» **Your instructions**
All of the data must be returned word for word.

(Extracted data Opens)

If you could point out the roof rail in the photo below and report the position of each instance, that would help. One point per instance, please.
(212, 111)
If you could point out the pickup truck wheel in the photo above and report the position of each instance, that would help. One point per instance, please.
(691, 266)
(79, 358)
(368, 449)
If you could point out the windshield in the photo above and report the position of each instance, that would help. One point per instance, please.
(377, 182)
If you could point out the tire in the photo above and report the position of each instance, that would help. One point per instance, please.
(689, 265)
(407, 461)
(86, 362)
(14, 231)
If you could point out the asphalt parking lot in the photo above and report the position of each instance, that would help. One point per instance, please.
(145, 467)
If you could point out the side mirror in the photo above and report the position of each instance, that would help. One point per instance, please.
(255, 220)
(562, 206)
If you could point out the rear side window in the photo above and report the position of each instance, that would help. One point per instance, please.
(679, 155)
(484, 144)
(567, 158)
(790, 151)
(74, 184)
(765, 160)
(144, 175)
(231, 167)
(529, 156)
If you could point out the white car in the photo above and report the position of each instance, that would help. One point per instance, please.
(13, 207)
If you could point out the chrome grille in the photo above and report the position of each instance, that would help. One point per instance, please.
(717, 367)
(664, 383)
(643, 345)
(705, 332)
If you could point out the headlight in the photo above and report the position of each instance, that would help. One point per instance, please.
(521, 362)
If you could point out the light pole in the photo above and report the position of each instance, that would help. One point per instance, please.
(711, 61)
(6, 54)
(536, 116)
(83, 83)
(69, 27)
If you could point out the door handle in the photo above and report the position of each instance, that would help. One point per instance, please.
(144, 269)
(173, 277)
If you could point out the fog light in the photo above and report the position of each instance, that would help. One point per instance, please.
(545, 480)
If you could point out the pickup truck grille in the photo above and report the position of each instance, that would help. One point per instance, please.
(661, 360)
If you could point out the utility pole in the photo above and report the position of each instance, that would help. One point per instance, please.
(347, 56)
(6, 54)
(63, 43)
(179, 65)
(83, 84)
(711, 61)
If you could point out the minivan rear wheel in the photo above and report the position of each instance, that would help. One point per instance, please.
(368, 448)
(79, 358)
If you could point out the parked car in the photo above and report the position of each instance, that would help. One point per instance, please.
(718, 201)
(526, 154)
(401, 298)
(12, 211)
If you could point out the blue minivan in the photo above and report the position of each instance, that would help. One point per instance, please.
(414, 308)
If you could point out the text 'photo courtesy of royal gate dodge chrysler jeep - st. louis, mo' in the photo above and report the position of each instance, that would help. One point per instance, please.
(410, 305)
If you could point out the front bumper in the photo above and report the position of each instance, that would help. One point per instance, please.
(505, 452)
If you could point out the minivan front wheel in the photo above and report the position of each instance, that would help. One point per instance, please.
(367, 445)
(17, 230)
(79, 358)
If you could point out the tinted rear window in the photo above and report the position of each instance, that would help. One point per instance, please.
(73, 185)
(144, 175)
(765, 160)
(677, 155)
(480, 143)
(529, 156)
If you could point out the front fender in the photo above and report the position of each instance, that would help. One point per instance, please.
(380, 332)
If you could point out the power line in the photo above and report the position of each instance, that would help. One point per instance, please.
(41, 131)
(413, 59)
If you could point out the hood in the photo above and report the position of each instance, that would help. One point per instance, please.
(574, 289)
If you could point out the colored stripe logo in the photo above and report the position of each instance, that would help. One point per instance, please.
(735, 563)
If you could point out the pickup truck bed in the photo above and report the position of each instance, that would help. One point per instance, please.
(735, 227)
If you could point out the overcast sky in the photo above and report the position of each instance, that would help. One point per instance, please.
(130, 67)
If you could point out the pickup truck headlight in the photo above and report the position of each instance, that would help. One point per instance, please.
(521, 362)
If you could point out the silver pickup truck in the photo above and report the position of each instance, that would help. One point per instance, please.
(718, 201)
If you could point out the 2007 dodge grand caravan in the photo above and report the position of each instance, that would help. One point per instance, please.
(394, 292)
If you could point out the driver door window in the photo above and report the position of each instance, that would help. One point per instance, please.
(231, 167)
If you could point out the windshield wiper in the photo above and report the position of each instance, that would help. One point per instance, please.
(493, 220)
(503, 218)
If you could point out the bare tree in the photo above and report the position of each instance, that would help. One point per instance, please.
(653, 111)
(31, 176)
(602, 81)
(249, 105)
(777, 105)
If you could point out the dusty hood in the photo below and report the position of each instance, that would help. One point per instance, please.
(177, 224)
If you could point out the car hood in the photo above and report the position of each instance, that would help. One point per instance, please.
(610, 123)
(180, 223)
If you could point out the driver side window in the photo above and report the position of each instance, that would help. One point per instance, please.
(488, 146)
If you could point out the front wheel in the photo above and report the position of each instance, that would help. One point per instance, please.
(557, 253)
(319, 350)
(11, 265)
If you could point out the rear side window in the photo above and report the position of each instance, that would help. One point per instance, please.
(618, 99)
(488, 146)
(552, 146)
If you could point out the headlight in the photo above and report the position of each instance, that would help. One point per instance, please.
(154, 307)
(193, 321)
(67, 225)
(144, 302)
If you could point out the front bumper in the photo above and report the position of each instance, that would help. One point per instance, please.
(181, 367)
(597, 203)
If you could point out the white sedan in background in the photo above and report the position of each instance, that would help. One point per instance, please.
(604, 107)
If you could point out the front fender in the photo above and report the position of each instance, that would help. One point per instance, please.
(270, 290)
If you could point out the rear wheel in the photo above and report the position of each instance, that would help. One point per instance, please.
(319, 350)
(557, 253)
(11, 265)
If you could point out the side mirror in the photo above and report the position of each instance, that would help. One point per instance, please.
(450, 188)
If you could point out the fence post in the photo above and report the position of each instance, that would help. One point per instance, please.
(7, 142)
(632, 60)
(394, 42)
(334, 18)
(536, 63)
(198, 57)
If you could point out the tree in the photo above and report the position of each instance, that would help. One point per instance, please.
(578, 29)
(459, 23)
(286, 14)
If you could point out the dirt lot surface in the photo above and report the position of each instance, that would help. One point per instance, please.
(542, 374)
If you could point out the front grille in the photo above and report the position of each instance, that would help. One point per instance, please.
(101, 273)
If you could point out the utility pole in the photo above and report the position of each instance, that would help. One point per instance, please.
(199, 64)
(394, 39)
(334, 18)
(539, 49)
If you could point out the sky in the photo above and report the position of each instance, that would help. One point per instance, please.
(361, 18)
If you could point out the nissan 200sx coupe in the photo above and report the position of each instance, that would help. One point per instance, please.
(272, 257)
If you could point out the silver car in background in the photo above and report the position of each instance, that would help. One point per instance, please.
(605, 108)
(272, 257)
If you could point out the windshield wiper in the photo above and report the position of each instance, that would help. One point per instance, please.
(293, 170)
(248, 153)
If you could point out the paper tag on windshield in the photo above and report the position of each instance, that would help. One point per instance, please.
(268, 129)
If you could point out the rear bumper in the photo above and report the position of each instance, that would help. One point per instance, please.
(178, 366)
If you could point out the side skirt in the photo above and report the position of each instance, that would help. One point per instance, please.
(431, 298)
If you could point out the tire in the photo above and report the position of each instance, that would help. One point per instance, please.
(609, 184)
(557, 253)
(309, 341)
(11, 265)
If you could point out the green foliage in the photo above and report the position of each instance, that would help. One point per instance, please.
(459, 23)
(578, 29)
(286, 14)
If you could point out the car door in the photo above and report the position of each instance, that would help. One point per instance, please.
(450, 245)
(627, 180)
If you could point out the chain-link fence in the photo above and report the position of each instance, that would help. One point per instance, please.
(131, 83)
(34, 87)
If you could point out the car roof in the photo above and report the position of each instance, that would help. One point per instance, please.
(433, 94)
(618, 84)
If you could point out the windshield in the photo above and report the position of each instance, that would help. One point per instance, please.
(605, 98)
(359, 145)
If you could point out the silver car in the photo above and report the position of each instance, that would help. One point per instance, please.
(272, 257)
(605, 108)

(Extracted data Closes)

» **Reply to the task**
If you could point out the roof rail in the photo below and report the position of each instance, that would help. One point per instance, please.
(212, 111)
If you could point out the pickup truck wheel in the photo above and report the position of each instance, that would help. One point per instance, please.
(691, 266)
(79, 358)
(368, 449)
If you could point out the windshield in the photo above and report the position of each instance, that would help. One point per instance, please.
(377, 182)
If you could point out the tire in the photo above and report the position of each instance, that would help. One point per instance, please.
(689, 265)
(407, 461)
(86, 362)
(14, 231)
If you could point out the asphalt parking lot in the photo above and report the position of each instance, that would help. One point per instance, please.
(145, 467)
If you could point out the side mirror in the photo above and report the position of each instance, that would help. One point per instance, please.
(255, 220)
(562, 206)
If you could point out the rear side window in the photo above and report the position of each instance, that would help. One point per instance, please.
(679, 155)
(484, 144)
(567, 158)
(790, 151)
(74, 184)
(765, 160)
(144, 175)
(231, 167)
(529, 156)
If you could point out the white car in the photo above and report the position of each instance, that would help. One point per instance, please.
(13, 207)
If you could point out the chrome grille in the photo above and report the position of each instance, that would help. One point per instance, please.
(717, 367)
(664, 383)
(643, 345)
(705, 332)
If you could point out the headlight in the photo above and report the position of each instance, that would help. One point per instance, please.
(521, 362)
If you could point out the light pole in the photo above and report the position of each instance, that would help. One point per instance, please.
(711, 61)
(6, 54)
(536, 116)
(83, 83)
(69, 27)
If you could point out the door handle in the photo above and report the position of each instance, that would help. One point per instance, please.
(144, 269)
(173, 277)
If you could point out the fog light in the photo above and report the position of each instance, that would help. One point per instance, please.
(545, 480)
If you could point out the pickup truck grille in the photo above and report the position of each instance, that would help. One point per instance, please.
(661, 360)
If you could point out the utility pole in the photo above and report the position of each instance, that would help. One point per instance, please.
(347, 56)
(6, 54)
(63, 43)
(179, 65)
(83, 84)
(711, 61)
If you could point out the minivan rear wheel in the photo above and report the position of each instance, that would help. One point per instance, please.
(368, 448)
(79, 358)
If you could point out the parked car in the photo above and report the position of each instance, that would help. One point per instance, please.
(718, 201)
(526, 154)
(401, 298)
(12, 211)
If you could point out the blue minivan in the photo above and report the position of each instance, that would help. One point per instance, please.
(414, 308)
If you could point out the text 'photo courtesy of royal gate dodge chrysler jeep - st. louis, mo' in the photo above and report the position of each instance, that would help. One point per instance, please.
(410, 305)
If you could point out the front bumper in the photo above and report the position of each instance, that would help. One point per instance, please.
(505, 452)
If you could point out the minivan front wheel in the photo above and report the position of each instance, that would help. One point per instance, please.
(367, 445)
(17, 230)
(79, 358)
If you could point out the tinted rear window in the photo above and report the position of each instance, that would help. One point per instance, please.
(73, 185)
(144, 175)
(765, 160)
(677, 155)
(480, 143)
(529, 156)
If you could point out the front fender in the photo above and report the position of each instance, that would help. One point per instance, please.
(380, 332)
If you could point out the power line in the photo above and report the position of each instance, that would help. One point per instance, please.
(41, 131)
(413, 59)
If you could point out the hood in the photo above and report the position of each instance, that would help. One point per instance, please.
(574, 289)
If you could point out the colored stripe logo in the photo above and report the position of each instance, that would help. One point per instance, please.
(735, 563)
If you could point out the pickup truck bed in the photo above and report the position of each instance, that would help. One point per instance, please.
(735, 227)
If you could point out the overcast sky in the photo above and report the position of each instance, that would help. One point per instance, please.
(130, 67)
If you could point out the pickup truck headlight in the photo above and report the position of each instance, that would help. One point per instance, please.
(521, 362)
If you could point out the silver pickup truck in the photo above and report the position of each instance, that would help. One point per instance, please.
(718, 201)
If you could point out the 2007 dodge grand caravan in the photo above and report the position of each instance, that would help. One point per instance, please.
(394, 292)
If you could point out the driver door window in the photo above and report the position of each instance, that would help. One point per instance, please.
(231, 167)
If you could point out the windshield wiper in the photo above and report the position of each instance, that would help. One point per instance, please.
(493, 220)
(503, 218)
If you could point out the bare tree in the photo above and report the position of each instance, that would help. One point per instance, please.
(653, 111)
(31, 176)
(602, 81)
(249, 105)
(777, 105)
If you could point out the dusty hood in the photo below and report the position of each instance, that would help. One point per instance, please.
(177, 224)
If you could point out the car hood in the photo above and report the position of each instance, that would help. One point per instance, please.
(610, 123)
(180, 223)
If you could point out the driver side window in the photo above and report the position of each instance, that would help. One point per instance, please.
(488, 146)
If you could point out the front wheel in the photo above and report the position of each instance, that would help. One point per instance, please.
(557, 253)
(319, 350)
(11, 265)
If you could point out the rear side window in the photo above and report the position of each instance, that would help. One point per instance, please.
(618, 99)
(488, 146)
(552, 146)
If you could point out the headlight in the photo above and report the position of each instance, that would help. One point per instance, please.
(154, 307)
(193, 321)
(67, 225)
(144, 302)
If you could point out the front bumper in the photo above and report the position of each instance, that would help. One point per instance, please.
(181, 367)
(597, 203)
If you could point out the white sedan in background in the photo above and report the position of each instance, that would help. One point per instance, please.
(604, 107)
If you could point out the front fender in the photo above and report the position of each instance, that would help. One point per instance, please.
(270, 290)
If you could point out the rear wheel in the photo above and report the position of each instance, that would help. One point per instance, please.
(319, 350)
(557, 253)
(11, 265)
If you could point out the side mirror in the photo above and report the position of each instance, that would help. One point per instance, please.
(450, 188)
If you could point out the fence post in the photo above and report the position of each instance, that would help. One point per instance, please.
(7, 142)
(632, 60)
(394, 42)
(334, 18)
(536, 63)
(198, 57)
If you could point out the tree in the photo above and report the position of each instance, that would help. One point per instance, please.
(578, 29)
(459, 23)
(286, 14)
If you could point out the dirt lot surface in the photo above and report the position of each instance, that would help. One point per instance, please.
(542, 374)
If you could point out the front grille in the photo above and report the position of each instance, that would help. One point per instance, please.
(101, 273)
If you could point out the utility pole in the photo above and report the position of each instance, that would help. One point per instance, please.
(199, 64)
(394, 39)
(334, 18)
(539, 49)
If you could point out the sky in the photo above and report the position of each instance, that would help. One point per instance, please.
(361, 18)
If you could point out the nissan 200sx coupe in the photo above and report the position of each instance, that would help. One point per instance, please.
(272, 257)
If you could point out the silver car in background in the photo above and report the position of each instance, that would help. One point per instance, please.
(605, 108)
(272, 257)
If you could point out the windshield wiper in the photo above and report the position of each instance, that would help. One point per instance, please.
(293, 170)
(248, 153)
If you could point out the paper tag on windshield in the photo above and report the position of each instance, that would help. One point per instance, please.
(268, 129)
If you could point out the rear bumper in the photo above and report the position of each instance, that would help. One point per instance, please.
(178, 366)
If you could point out the side skirt in the photo above and report the position of each instance, that would help. One point per instance, please.
(431, 298)
If you could point out the tire in the photo above and report the position of each instance, that would help. One point per instance, please.
(609, 184)
(557, 253)
(309, 341)
(11, 265)
If you could point out the green foliage in the photo above and report the position of each instance, that would help. One point per instance, please.
(459, 23)
(578, 29)
(286, 14)
If you could point out the car door in the photo above and report the position of each instance, that would help. One point per instance, please.
(450, 245)
(627, 180)
If you could point out the chain-link fence in the photo above and report the position of each instance, that would help. One point per instance, please.
(131, 83)
(34, 87)
If you could point out the car roof in the photo above and report the position of each instance, that would help. One point per instance, please.
(433, 94)
(618, 84)
If you could point out the windshield in the photo above and report the position of each instance, that would help. One point per instance, please.
(605, 98)
(359, 145)
If you could point out the silver car in the photo above and report the position of each instance, that would help. One point per instance, please.
(272, 257)
(605, 108)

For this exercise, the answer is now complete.